→ **課題の目的**
項目の先頭から始めて「point(182, 102)」を含む行で終わる部分を、両端の行も含めてそのまま書き出しなさい。画像は答えに入れないこと。

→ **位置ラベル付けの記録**

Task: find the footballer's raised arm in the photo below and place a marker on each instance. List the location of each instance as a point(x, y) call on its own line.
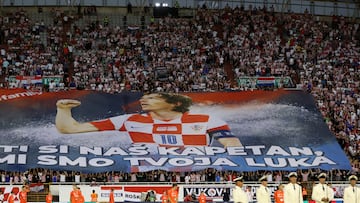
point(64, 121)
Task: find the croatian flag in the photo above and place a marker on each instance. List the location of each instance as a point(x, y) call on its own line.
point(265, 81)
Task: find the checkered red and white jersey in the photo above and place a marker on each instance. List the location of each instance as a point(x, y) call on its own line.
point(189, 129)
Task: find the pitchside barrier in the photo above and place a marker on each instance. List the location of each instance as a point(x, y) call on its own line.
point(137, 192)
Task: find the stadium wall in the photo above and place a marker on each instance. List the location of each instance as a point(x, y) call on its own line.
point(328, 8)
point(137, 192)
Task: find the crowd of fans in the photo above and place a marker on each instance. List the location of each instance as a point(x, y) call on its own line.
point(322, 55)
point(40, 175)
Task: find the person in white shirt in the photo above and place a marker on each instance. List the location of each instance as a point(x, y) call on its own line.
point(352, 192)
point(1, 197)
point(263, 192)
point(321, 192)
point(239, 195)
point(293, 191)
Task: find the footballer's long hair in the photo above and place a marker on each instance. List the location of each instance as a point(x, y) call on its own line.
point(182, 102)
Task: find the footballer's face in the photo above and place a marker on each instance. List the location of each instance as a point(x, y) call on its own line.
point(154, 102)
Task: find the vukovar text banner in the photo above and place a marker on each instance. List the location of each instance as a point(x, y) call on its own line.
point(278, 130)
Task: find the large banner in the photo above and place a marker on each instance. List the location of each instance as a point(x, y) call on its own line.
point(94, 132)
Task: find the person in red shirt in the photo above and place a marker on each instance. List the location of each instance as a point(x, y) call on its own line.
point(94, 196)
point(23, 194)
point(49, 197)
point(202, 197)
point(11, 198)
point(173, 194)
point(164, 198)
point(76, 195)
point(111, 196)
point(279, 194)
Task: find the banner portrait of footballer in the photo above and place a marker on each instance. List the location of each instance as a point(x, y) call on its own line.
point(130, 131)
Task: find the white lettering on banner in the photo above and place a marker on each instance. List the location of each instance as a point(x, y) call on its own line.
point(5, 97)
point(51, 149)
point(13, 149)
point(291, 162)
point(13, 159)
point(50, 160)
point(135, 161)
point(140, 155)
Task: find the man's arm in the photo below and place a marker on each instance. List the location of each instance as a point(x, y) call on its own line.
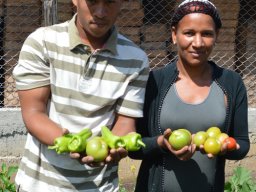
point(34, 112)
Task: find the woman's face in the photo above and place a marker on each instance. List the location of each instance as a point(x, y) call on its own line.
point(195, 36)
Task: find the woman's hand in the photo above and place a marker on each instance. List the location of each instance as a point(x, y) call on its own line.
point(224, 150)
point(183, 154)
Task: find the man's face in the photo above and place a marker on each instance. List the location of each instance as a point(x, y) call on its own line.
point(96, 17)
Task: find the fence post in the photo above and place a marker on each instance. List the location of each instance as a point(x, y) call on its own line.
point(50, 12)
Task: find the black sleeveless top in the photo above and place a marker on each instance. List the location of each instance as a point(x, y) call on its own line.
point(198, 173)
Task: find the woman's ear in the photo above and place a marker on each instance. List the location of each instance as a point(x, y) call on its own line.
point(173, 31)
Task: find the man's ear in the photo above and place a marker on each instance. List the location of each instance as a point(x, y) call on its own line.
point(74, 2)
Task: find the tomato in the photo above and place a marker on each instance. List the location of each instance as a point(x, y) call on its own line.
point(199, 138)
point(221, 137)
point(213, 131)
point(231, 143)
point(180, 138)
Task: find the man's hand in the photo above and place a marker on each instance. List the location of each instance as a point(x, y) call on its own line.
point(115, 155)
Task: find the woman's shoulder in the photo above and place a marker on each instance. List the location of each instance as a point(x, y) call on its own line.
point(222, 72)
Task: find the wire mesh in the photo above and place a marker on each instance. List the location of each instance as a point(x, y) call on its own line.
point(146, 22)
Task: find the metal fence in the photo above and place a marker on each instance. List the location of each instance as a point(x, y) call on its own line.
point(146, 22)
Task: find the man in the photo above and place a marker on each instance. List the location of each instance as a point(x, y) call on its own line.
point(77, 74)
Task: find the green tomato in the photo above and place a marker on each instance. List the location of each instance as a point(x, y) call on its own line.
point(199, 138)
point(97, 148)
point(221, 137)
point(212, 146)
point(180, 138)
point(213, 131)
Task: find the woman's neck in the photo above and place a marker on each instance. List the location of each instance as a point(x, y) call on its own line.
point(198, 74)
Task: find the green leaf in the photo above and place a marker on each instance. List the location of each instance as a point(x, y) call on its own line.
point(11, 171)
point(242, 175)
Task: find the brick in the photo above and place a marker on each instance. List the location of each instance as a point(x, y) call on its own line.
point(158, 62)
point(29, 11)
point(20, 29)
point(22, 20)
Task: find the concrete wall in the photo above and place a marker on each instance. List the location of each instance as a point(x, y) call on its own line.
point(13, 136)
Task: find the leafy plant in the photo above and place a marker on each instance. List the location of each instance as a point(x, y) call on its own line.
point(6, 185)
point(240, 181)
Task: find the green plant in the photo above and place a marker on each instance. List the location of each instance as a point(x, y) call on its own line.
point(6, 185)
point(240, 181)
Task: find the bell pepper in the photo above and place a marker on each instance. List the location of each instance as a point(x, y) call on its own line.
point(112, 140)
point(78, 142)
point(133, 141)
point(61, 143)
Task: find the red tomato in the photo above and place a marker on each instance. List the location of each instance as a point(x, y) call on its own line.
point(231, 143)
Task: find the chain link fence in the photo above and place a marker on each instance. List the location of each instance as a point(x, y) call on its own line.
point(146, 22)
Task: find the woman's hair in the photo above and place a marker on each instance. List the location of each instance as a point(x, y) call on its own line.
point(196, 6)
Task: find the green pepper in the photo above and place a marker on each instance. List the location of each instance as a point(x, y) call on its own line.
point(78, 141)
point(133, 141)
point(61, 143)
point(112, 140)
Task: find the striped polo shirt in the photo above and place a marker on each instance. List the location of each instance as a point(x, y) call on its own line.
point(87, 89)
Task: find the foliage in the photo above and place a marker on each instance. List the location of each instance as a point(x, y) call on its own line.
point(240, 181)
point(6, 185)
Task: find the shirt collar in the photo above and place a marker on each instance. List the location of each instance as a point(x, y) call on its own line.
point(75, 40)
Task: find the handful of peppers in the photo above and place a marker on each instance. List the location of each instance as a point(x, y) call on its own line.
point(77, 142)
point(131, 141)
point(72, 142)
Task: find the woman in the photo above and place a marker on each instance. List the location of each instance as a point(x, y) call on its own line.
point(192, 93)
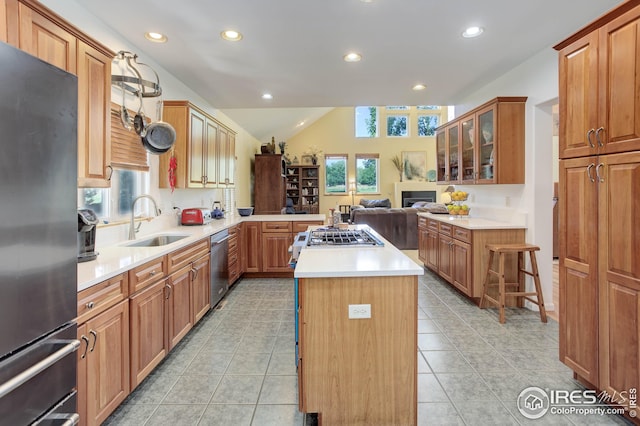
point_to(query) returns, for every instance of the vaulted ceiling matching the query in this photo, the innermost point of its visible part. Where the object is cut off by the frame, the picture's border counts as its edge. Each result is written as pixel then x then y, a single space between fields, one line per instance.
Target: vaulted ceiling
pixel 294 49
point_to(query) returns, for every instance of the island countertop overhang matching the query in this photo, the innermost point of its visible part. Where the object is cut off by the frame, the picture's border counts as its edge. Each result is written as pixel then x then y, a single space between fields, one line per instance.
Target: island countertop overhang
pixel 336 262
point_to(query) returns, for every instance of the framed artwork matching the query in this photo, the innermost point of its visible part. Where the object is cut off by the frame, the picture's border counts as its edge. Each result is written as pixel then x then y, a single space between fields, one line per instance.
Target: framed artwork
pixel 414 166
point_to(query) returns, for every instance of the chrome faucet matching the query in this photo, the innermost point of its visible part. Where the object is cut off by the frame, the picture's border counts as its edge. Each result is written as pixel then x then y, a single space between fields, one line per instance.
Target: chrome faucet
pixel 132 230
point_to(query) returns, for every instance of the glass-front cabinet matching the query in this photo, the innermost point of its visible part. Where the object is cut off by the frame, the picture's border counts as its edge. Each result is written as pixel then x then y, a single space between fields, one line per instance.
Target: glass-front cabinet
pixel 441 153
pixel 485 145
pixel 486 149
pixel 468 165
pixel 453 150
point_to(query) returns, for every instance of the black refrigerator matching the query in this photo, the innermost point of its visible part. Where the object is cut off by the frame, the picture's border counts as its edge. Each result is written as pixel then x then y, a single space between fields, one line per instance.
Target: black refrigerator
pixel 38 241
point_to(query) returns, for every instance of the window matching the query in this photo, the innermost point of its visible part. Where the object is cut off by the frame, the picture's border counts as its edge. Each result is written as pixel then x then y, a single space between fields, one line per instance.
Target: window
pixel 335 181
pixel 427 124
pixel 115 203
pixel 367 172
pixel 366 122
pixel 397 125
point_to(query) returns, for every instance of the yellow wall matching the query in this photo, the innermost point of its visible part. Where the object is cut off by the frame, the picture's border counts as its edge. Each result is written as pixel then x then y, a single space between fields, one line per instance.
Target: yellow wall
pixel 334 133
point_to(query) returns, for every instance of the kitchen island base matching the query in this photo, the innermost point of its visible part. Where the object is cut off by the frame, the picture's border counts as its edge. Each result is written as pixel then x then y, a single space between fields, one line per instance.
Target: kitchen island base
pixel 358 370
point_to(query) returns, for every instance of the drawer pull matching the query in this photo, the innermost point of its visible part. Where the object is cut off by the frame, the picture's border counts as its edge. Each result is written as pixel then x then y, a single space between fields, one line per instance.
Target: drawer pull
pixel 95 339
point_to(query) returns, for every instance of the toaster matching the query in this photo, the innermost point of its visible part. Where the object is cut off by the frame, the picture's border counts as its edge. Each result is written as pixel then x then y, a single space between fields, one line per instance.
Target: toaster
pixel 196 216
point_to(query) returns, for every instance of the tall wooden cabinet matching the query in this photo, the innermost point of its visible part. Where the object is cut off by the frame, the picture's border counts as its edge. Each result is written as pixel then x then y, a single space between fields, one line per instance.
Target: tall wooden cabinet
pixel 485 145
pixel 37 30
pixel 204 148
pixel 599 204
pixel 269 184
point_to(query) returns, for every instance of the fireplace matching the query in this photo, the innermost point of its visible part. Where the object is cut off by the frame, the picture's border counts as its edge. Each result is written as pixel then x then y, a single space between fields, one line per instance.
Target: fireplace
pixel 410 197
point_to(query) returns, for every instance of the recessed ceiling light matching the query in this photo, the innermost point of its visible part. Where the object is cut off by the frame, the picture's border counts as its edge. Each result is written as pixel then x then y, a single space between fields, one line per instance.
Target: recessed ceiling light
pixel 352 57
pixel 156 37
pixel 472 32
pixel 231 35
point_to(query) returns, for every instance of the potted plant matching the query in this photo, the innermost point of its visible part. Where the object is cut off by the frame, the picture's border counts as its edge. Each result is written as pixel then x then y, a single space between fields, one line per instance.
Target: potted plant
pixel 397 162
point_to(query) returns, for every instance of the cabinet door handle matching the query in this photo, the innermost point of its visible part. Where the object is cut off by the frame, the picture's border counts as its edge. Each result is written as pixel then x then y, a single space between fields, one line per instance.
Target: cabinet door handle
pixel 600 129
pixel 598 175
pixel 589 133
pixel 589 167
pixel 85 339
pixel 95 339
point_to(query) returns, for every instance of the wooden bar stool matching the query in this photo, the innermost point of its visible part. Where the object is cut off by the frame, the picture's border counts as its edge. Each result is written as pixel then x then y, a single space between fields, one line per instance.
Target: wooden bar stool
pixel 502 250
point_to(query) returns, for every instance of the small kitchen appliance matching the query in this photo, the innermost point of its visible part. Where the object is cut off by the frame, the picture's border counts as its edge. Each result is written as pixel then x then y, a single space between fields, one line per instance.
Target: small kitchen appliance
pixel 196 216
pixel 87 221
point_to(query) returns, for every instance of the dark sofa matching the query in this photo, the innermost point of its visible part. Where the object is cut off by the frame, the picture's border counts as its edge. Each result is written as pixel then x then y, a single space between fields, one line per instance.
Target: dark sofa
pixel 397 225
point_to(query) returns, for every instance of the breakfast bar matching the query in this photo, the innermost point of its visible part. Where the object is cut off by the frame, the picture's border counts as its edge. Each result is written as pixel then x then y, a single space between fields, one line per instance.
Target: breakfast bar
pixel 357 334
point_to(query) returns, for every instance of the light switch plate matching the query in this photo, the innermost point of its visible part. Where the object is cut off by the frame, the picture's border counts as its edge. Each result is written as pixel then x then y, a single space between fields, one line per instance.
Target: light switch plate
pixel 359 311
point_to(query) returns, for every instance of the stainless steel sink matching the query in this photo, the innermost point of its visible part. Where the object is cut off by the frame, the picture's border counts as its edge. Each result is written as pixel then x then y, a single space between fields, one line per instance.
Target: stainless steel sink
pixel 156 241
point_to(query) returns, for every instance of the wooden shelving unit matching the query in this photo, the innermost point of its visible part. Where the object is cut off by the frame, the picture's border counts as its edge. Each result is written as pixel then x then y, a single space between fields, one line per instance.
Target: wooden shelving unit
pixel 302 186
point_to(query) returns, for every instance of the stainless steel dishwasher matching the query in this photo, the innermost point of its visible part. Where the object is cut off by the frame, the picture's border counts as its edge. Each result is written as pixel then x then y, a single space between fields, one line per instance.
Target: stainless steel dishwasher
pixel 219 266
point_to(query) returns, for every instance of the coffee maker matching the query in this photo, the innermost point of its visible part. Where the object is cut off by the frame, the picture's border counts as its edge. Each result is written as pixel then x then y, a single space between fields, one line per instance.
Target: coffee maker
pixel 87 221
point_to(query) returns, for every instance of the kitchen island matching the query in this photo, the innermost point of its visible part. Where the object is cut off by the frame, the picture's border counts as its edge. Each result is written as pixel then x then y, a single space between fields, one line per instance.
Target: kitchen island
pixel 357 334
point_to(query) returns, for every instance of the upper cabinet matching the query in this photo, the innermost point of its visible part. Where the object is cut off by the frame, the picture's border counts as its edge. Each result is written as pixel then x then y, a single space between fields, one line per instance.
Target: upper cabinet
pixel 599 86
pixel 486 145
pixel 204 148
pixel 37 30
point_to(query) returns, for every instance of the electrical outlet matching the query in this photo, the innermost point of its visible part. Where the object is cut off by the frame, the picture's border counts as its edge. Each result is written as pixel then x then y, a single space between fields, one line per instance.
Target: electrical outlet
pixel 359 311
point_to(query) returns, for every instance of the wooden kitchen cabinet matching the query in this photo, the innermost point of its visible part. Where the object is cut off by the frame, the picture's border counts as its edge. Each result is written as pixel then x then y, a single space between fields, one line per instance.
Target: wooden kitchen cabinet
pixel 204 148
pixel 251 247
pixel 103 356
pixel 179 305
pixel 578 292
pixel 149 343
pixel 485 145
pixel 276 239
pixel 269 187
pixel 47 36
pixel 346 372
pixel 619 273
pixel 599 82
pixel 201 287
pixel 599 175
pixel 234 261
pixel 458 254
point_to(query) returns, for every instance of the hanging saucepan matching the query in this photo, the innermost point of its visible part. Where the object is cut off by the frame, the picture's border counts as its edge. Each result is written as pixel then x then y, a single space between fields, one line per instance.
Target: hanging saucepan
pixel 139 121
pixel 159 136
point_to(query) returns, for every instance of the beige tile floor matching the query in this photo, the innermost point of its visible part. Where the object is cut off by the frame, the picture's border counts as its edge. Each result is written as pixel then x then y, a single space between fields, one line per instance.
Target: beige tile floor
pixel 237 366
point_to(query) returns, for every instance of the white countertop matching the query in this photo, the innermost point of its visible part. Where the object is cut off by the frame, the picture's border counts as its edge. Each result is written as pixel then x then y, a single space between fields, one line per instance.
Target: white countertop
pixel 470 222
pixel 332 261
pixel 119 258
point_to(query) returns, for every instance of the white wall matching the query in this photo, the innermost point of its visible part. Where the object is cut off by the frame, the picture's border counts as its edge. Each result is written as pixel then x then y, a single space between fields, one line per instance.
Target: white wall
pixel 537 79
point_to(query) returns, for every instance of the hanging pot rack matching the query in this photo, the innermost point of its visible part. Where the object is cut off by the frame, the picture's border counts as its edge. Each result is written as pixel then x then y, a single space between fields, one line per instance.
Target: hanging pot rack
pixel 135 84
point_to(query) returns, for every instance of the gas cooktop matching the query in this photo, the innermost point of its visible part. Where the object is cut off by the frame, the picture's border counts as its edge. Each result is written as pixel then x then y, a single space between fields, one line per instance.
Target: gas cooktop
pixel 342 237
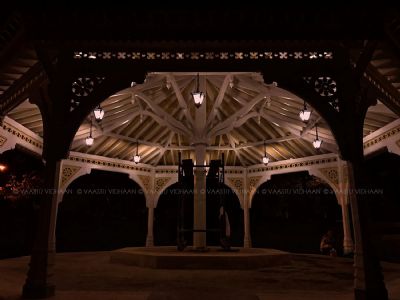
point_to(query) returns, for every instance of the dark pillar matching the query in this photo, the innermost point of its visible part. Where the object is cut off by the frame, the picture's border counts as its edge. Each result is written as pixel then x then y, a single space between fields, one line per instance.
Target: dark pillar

→ **課題の解答**
Task: find the footballer's raised arm in the photo below and place a marker on each instance. List the location of each instance as a point(x, y) call on its own line.
point(64, 121)
Task: find the croatian flag in the photo above and place a marker on each instance. List the location of each instance as a point(x, y) call on its own line.
point(265, 81)
Task: find the checkered red and white jersey in the photo above and place a marker on each instance. List the location of each instance as a point(x, y) call on its own line.
point(189, 129)
Task: find the pitchside barrier in the photo above and place a marker on each instance. List the location of each instance as a point(x, y) call on its own line.
point(137, 192)
Task: find the stadium wall in the photo above and place a marker on each instance. List the location of each instance as a point(x, y) call on its own line.
point(328, 8)
point(137, 192)
Task: find the crowd of fans in the photo above and place a marker on each instance. List the location of each instance as a point(x, y) call on its own line.
point(322, 55)
point(40, 175)
Task: find the person in white shirt in the photo above and place a marker on each instance. List the location of each instance as a point(x, y) call on its own line.
point(352, 192)
point(1, 197)
point(263, 192)
point(321, 192)
point(239, 195)
point(293, 191)
Task: find the footballer's long hair in the photo above and place a marker on each instance. List the location of each instance as a point(x, y) call on its own line.
point(182, 102)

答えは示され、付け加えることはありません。